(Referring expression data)
--------------------------------------------------
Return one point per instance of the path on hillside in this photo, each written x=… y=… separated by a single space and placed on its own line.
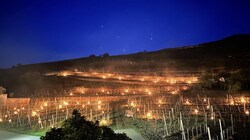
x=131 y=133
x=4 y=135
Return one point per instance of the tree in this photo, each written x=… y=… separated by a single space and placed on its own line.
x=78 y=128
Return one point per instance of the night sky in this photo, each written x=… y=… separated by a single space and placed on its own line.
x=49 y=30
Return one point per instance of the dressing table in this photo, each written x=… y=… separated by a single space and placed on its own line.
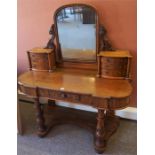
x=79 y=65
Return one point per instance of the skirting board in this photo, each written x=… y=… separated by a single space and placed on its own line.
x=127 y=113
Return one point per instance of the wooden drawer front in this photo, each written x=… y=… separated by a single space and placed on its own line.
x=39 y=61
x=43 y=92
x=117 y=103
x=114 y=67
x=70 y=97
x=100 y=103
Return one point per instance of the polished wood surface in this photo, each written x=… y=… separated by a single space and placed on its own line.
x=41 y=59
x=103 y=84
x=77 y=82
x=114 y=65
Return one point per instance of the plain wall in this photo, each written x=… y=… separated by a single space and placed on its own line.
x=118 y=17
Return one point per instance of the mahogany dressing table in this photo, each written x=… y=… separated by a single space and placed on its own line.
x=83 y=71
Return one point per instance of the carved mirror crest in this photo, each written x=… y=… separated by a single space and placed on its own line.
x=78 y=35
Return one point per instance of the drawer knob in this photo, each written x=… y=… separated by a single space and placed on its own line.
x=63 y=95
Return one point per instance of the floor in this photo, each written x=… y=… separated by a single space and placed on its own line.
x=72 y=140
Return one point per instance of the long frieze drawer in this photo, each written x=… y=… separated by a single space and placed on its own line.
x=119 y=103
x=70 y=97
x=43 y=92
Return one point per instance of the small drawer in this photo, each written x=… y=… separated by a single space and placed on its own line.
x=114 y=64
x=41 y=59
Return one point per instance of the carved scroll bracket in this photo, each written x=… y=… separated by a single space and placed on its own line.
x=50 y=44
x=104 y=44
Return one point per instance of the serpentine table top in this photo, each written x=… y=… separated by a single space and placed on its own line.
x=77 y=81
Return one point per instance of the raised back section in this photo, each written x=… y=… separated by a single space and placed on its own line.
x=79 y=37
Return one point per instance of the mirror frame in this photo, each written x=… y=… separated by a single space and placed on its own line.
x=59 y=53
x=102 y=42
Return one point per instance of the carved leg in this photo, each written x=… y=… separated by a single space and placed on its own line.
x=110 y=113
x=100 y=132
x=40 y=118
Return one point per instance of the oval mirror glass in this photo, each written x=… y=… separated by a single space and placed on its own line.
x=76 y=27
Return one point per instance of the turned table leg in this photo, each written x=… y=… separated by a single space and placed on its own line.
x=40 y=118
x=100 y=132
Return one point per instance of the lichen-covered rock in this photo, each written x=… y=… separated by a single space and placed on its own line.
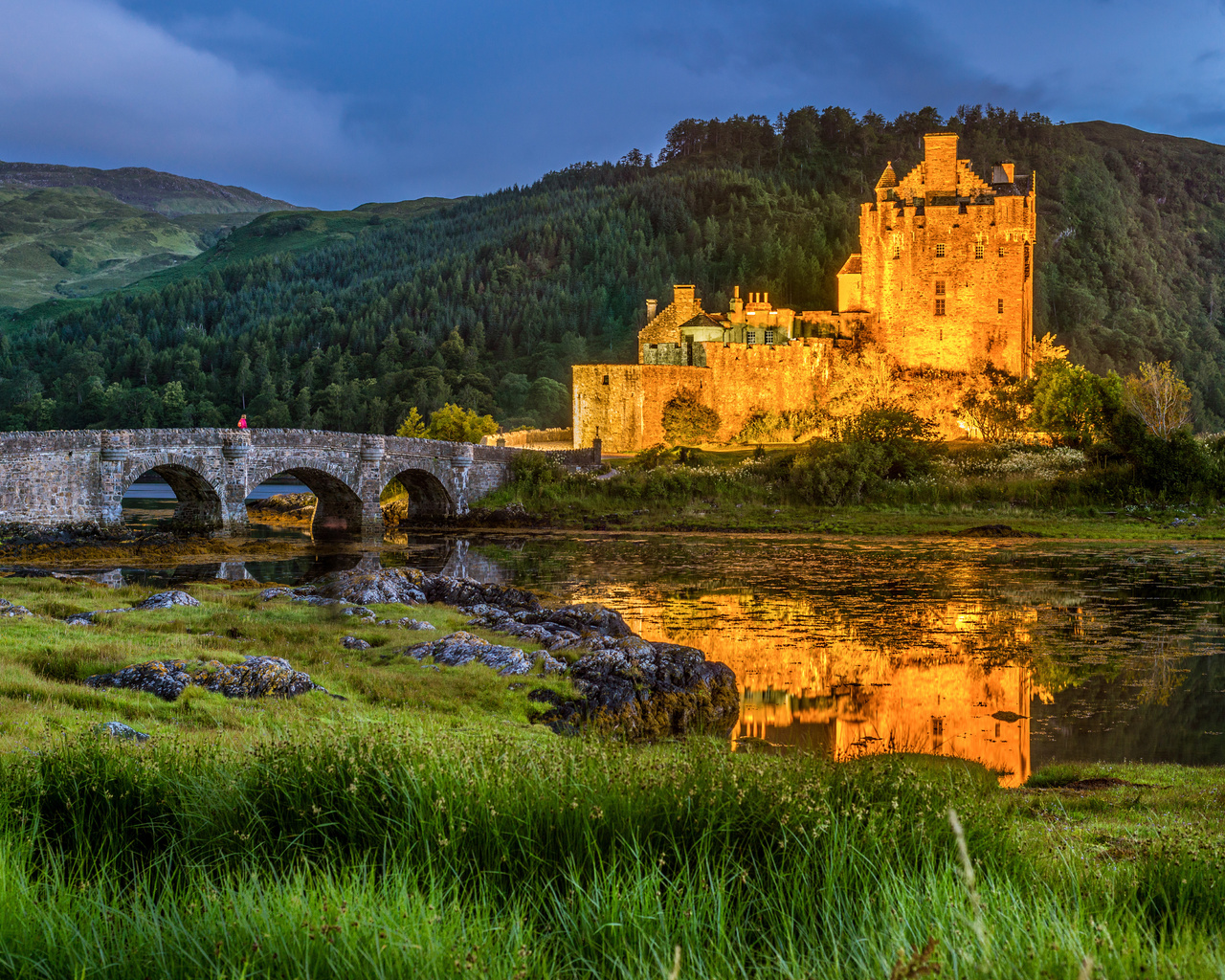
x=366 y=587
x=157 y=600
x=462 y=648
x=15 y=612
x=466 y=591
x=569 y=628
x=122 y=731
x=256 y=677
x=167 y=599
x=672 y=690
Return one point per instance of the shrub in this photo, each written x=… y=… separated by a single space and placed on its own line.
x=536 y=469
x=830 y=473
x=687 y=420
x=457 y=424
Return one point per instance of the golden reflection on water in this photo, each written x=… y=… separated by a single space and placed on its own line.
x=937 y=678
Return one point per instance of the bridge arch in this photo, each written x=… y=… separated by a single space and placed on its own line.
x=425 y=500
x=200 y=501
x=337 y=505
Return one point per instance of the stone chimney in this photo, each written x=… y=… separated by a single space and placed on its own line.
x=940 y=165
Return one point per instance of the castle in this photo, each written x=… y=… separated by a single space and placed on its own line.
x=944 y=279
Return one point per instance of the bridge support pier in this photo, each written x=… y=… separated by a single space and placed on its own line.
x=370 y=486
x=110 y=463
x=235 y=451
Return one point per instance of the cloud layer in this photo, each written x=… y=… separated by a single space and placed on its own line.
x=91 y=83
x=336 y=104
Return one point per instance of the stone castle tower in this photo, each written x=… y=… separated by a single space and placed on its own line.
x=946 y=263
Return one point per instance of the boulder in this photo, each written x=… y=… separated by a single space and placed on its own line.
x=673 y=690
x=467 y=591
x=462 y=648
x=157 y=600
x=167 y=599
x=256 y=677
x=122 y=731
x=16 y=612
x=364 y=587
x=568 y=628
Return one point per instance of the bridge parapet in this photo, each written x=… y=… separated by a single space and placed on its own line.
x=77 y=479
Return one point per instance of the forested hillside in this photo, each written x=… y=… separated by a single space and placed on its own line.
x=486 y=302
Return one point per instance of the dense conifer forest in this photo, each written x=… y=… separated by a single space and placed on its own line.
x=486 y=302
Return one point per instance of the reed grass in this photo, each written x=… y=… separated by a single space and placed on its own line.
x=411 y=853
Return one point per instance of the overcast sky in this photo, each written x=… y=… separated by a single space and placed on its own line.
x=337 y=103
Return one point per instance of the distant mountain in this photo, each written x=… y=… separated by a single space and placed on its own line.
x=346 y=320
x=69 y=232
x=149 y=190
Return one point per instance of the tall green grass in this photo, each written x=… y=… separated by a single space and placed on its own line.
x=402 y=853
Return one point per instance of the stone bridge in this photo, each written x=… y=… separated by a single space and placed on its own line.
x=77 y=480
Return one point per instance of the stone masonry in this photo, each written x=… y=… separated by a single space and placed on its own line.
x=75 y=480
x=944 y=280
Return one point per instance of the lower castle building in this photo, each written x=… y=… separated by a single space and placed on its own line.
--------------------------------------------------
# Exercise:
From the line holding "Return one point per instance of the distant" through the last line above, reproduce each line exactly and add nothing.

# Response box:
Return one point per instance of the distant mountain in this photo, each written x=… y=… separated by a single space and placed on its own line.
x=346 y=320
x=69 y=232
x=149 y=190
Return one point per instance of the tall green grass in this photo, each written x=… y=… separated by a single space and placed on its own line.
x=402 y=853
Return one point per instance of the stone bridge in this photo, each written x=… y=… separated by a single space and placed on its own line.
x=77 y=480
Return one point per instance of the stone masonry in this photo, each written x=… y=… separated by a single space and placed on its own line.
x=75 y=480
x=944 y=280
Return one point per instance of the lower castle building in this photo, each written x=… y=… separated by a single space and placed on its own line.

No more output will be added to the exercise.